===== Source extract

Breast Cancer
Affiliate
Alejandro Lopez
Queensland scientists have found vital clues suggesting how breast cancer cells evade recognition by the immune system and are able to progress into life threatening tumours. This discovery has the potential to result in a new treatment for breast cancer, a disease affecting one in 12 Australian women.
Scientists at The Queensland Institute of Medical Research (QIMR) have been studying Dendritic Cells (DC), which play a crucial role in the immune system by constantly seeking out those cells that have been invaded by pathogens or are undergoing pre-cancerous changes. DCs instruct the body’s defences to destroy cells infected with viruses and bacteria – the same defences that kill tumours.
Early detection of abnormal cells by DCs allow the immune system to eliminate pre-cancerous cells before they develop into a cancer. Based at QIMR’s Clive Berghofer Cancer Research Centre, Associate Professor Alejandro Lopez and his colleagues discovered – by studying patients with breast cancer – that tumours can cause the death of DCs. Their results were recently presented in a highly accessed publication of the journal Breast Cancer Research.
“Compared to healthy women, we found that patients with breast cancer demonstrated a higher percentage of dying DCs,” said Associate Professor Lopez. “This means that the body is unable to effectively suppress tumour progression because the DCs die before they can trigger an immune response.”
A further study showed a molecule naturally produced by the body (CD40L) can protect DCs from dying prematurely and may enhance the effectiveness of immunotherapy. (CD40L belongs to a group of proteins produced by white blood cells that act as chemical messengers between cells – they also have the ability to modulate the activity of immune cells such as DCs).

==========
===== Given data

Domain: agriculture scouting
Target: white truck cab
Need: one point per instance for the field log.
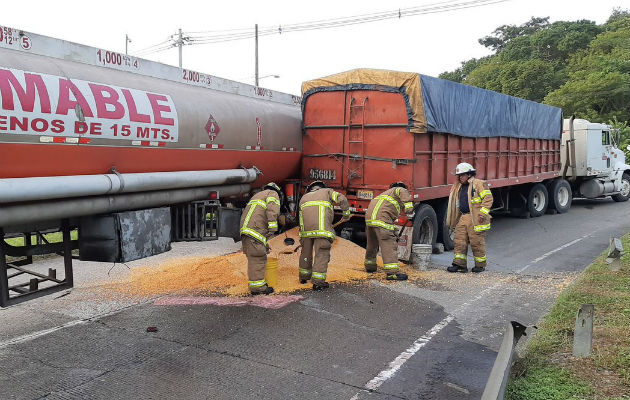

==========

_Problem A_:
Answer these questions from the breast cancer article:
(i) What share of Australian women does breast cancer affect?
(ii) In which journal were the results presented?
(iii) Which molecule can protect dendritic cells from dying prematurely?
_Problem B_: Please carry on the breast cancer article from its last sentence.

_Response area A_:
(i) One in 12.
(ii) Breast Cancer Research.
(iii) CD40L.

_Response area B_:
These findings give a better understanding of the complexities behind breast cancer development and will be instrumental in adding this disease to the experimental DC-based immunotherapy treatment, currently being trialled by QIMR and its collaborators on melanoma, prostate cancer and brain tumours.
Immunotherapy uses DCs to teach the immune system to target and kill only cancer cells, with little to no negative side effects, unlike chemotherapy and radiotherapy. These trials began at QIMR in 1996 with patients with stage 4 melanoma, in whom cancers had progressed beyond a treatable state and immunotherapy was their only hope. These treatments have been shown to be effective in around 10% of the stage 4 patients treated.
Breast cancer is the most common cancer occurring in Australian females and results in 2,500 deaths each year. Increased funding will provide the resources to advance this immunotherapy to make it applicable for patients with breast cancer, in the future.